=== EXERCISE ===
Across the entries below, count the lines that contain the word "asphalt" and reply with that number only.

=== DATA IN THIS EXERCISE ===
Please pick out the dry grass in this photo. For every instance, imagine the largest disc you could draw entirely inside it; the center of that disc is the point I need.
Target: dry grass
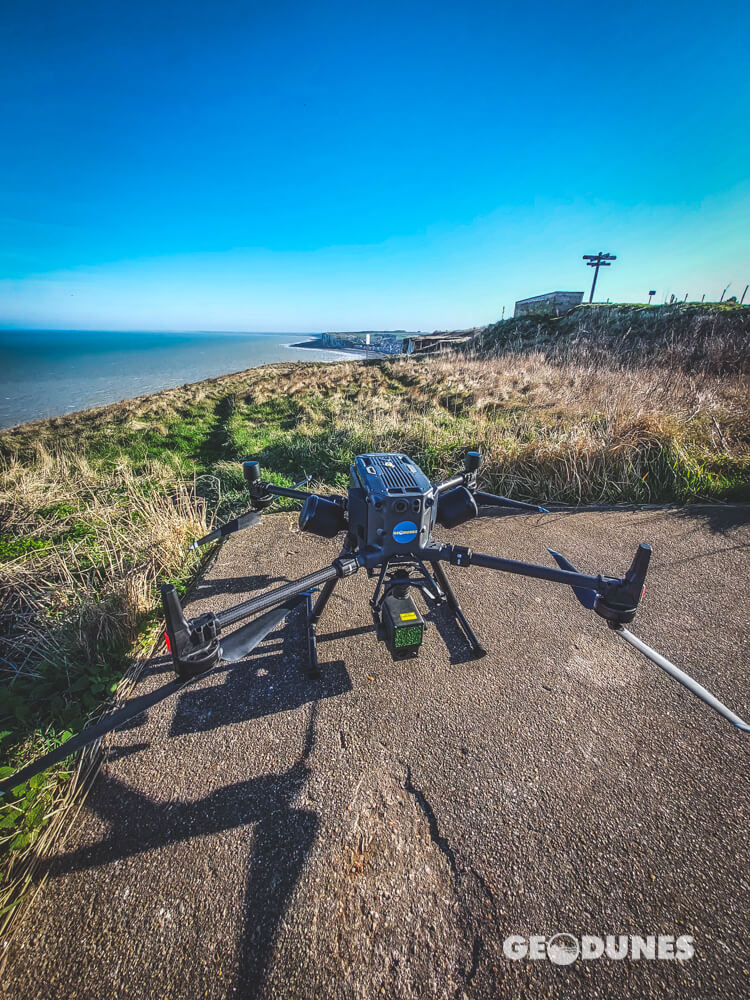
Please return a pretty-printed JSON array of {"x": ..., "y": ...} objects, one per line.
[{"x": 82, "y": 587}]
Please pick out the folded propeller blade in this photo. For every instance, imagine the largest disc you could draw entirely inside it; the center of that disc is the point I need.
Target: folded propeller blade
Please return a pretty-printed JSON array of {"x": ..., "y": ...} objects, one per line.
[
  {"x": 584, "y": 595},
  {"x": 244, "y": 640},
  {"x": 679, "y": 675},
  {"x": 243, "y": 521},
  {"x": 235, "y": 647}
]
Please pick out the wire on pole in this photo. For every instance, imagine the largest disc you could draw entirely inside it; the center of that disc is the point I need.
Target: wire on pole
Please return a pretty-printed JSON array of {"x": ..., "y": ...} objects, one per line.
[{"x": 597, "y": 260}]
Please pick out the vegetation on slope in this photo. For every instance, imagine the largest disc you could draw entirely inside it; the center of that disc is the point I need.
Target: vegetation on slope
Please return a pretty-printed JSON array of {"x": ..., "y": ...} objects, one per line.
[
  {"x": 708, "y": 337},
  {"x": 99, "y": 507}
]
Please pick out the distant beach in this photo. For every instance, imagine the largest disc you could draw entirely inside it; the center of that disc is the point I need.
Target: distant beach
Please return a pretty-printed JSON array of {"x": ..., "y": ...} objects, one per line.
[{"x": 48, "y": 373}]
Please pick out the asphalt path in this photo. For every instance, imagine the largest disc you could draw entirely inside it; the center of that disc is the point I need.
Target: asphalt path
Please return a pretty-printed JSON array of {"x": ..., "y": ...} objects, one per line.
[{"x": 381, "y": 831}]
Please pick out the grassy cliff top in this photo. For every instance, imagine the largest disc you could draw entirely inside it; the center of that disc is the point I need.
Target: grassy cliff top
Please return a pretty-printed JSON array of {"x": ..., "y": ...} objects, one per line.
[{"x": 707, "y": 336}]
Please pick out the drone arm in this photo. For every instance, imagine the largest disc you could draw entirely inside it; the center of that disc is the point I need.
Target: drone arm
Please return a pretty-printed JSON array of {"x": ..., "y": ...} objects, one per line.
[
  {"x": 341, "y": 567},
  {"x": 458, "y": 555},
  {"x": 270, "y": 489}
]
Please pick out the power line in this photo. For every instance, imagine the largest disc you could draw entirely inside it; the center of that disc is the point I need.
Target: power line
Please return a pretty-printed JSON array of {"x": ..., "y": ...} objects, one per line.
[{"x": 597, "y": 260}]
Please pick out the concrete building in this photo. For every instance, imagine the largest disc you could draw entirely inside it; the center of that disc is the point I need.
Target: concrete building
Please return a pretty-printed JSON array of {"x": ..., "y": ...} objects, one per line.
[
  {"x": 435, "y": 343},
  {"x": 549, "y": 304},
  {"x": 381, "y": 341}
]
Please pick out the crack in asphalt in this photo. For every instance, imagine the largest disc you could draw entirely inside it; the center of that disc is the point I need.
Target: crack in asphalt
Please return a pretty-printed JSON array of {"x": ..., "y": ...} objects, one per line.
[{"x": 440, "y": 842}]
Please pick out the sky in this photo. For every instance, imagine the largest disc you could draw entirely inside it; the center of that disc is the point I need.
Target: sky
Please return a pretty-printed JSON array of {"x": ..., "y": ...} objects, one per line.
[{"x": 393, "y": 165}]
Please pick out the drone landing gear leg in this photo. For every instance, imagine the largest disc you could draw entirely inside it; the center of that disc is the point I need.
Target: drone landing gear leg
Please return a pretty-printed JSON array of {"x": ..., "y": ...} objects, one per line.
[
  {"x": 314, "y": 611},
  {"x": 476, "y": 647}
]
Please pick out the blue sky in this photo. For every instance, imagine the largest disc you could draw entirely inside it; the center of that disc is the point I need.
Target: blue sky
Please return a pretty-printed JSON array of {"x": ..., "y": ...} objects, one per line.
[{"x": 301, "y": 166}]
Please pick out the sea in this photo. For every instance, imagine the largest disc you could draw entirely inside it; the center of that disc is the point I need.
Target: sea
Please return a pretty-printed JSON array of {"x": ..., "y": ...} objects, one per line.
[{"x": 47, "y": 373}]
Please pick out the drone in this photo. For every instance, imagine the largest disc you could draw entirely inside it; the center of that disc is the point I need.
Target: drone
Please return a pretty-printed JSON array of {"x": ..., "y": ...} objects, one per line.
[{"x": 387, "y": 521}]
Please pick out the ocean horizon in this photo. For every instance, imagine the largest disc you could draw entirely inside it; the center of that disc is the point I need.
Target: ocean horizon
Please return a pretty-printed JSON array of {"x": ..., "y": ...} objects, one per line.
[{"x": 48, "y": 373}]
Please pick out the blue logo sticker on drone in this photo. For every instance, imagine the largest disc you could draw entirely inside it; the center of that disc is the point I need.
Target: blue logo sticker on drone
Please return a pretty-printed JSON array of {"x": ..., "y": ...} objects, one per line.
[{"x": 404, "y": 532}]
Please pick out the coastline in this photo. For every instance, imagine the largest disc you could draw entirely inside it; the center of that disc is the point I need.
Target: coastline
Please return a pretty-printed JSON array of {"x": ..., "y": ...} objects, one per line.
[{"x": 349, "y": 352}]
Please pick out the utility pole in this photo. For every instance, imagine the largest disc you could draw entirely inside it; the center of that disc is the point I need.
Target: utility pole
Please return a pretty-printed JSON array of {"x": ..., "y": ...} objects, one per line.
[{"x": 597, "y": 260}]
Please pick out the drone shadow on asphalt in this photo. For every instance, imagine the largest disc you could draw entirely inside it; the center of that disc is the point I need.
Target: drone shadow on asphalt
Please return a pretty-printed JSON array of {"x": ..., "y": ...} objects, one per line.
[{"x": 282, "y": 833}]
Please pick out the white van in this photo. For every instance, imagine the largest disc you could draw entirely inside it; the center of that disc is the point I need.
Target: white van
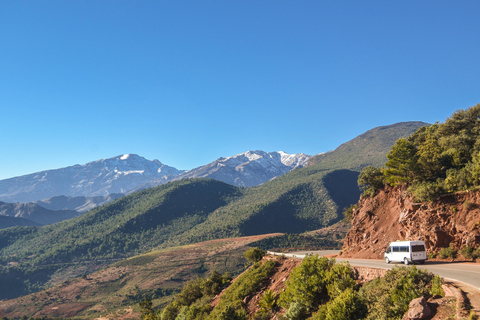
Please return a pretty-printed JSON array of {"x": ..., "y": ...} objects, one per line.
[{"x": 406, "y": 252}]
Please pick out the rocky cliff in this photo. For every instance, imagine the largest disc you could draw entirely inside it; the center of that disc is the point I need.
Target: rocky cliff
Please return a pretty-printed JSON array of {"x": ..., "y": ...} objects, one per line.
[{"x": 394, "y": 215}]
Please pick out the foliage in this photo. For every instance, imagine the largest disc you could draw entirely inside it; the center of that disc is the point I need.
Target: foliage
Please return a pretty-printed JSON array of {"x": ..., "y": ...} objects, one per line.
[
  {"x": 268, "y": 302},
  {"x": 370, "y": 180},
  {"x": 247, "y": 283},
  {"x": 439, "y": 159},
  {"x": 292, "y": 240},
  {"x": 348, "y": 213},
  {"x": 195, "y": 210},
  {"x": 296, "y": 311},
  {"x": 389, "y": 297},
  {"x": 346, "y": 306},
  {"x": 146, "y": 310},
  {"x": 468, "y": 252},
  {"x": 315, "y": 281},
  {"x": 436, "y": 286},
  {"x": 193, "y": 302},
  {"x": 254, "y": 254},
  {"x": 448, "y": 252}
]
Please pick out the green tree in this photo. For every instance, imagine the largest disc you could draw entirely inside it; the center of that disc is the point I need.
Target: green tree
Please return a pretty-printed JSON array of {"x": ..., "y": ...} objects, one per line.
[
  {"x": 370, "y": 180},
  {"x": 402, "y": 161},
  {"x": 146, "y": 310},
  {"x": 254, "y": 254},
  {"x": 308, "y": 283}
]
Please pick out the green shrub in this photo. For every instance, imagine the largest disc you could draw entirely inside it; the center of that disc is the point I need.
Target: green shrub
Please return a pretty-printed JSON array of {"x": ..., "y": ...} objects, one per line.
[
  {"x": 307, "y": 284},
  {"x": 436, "y": 286},
  {"x": 296, "y": 311},
  {"x": 472, "y": 315},
  {"x": 254, "y": 254},
  {"x": 449, "y": 252},
  {"x": 468, "y": 205},
  {"x": 348, "y": 213},
  {"x": 427, "y": 191},
  {"x": 247, "y": 283},
  {"x": 468, "y": 252},
  {"x": 389, "y": 297},
  {"x": 347, "y": 306},
  {"x": 316, "y": 281}
]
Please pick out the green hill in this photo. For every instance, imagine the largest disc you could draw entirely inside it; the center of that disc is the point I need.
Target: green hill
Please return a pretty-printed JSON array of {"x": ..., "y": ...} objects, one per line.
[{"x": 190, "y": 211}]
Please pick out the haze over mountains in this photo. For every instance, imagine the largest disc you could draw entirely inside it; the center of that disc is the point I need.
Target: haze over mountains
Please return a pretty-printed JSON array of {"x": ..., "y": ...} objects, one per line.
[
  {"x": 51, "y": 196},
  {"x": 130, "y": 172},
  {"x": 194, "y": 210}
]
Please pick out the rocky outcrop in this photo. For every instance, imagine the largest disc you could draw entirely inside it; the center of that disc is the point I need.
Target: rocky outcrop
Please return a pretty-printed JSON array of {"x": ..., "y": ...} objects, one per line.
[{"x": 394, "y": 215}]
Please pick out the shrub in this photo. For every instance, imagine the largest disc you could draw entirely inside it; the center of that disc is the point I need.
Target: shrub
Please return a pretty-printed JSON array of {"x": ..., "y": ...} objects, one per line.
[
  {"x": 390, "y": 296},
  {"x": 370, "y": 180},
  {"x": 348, "y": 213},
  {"x": 468, "y": 252},
  {"x": 307, "y": 284},
  {"x": 436, "y": 286},
  {"x": 431, "y": 255},
  {"x": 449, "y": 252},
  {"x": 468, "y": 205},
  {"x": 472, "y": 315},
  {"x": 254, "y": 254},
  {"x": 427, "y": 191},
  {"x": 296, "y": 311},
  {"x": 268, "y": 302}
]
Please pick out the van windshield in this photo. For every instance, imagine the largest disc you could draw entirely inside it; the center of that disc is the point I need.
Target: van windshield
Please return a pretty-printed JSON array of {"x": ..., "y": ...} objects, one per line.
[{"x": 418, "y": 248}]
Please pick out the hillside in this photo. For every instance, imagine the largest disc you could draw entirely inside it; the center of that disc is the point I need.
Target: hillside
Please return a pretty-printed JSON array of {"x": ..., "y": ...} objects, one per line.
[
  {"x": 115, "y": 291},
  {"x": 34, "y": 213},
  {"x": 369, "y": 148},
  {"x": 178, "y": 213},
  {"x": 436, "y": 172},
  {"x": 393, "y": 214}
]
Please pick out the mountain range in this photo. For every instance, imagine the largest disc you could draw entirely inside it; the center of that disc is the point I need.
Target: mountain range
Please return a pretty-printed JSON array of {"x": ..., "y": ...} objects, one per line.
[
  {"x": 77, "y": 189},
  {"x": 129, "y": 172},
  {"x": 193, "y": 210}
]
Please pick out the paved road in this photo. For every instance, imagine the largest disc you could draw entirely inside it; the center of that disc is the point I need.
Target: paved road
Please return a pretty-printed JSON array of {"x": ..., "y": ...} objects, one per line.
[{"x": 459, "y": 271}]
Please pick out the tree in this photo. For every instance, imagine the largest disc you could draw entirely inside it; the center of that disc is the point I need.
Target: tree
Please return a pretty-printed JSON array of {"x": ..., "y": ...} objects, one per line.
[
  {"x": 254, "y": 254},
  {"x": 371, "y": 179},
  {"x": 401, "y": 164},
  {"x": 146, "y": 310}
]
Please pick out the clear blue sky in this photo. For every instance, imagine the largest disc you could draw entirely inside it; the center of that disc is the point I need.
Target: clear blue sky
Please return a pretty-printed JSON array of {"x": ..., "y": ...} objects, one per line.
[{"x": 186, "y": 82}]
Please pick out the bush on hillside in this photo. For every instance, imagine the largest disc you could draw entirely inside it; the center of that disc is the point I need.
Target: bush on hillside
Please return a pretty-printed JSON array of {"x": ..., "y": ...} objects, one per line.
[
  {"x": 254, "y": 254},
  {"x": 389, "y": 297},
  {"x": 435, "y": 160}
]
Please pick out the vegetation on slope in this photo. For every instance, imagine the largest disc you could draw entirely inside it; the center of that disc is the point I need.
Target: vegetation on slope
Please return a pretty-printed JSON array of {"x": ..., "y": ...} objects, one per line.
[
  {"x": 191, "y": 211},
  {"x": 439, "y": 159},
  {"x": 318, "y": 288}
]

=== TASK OUTPUT ===
6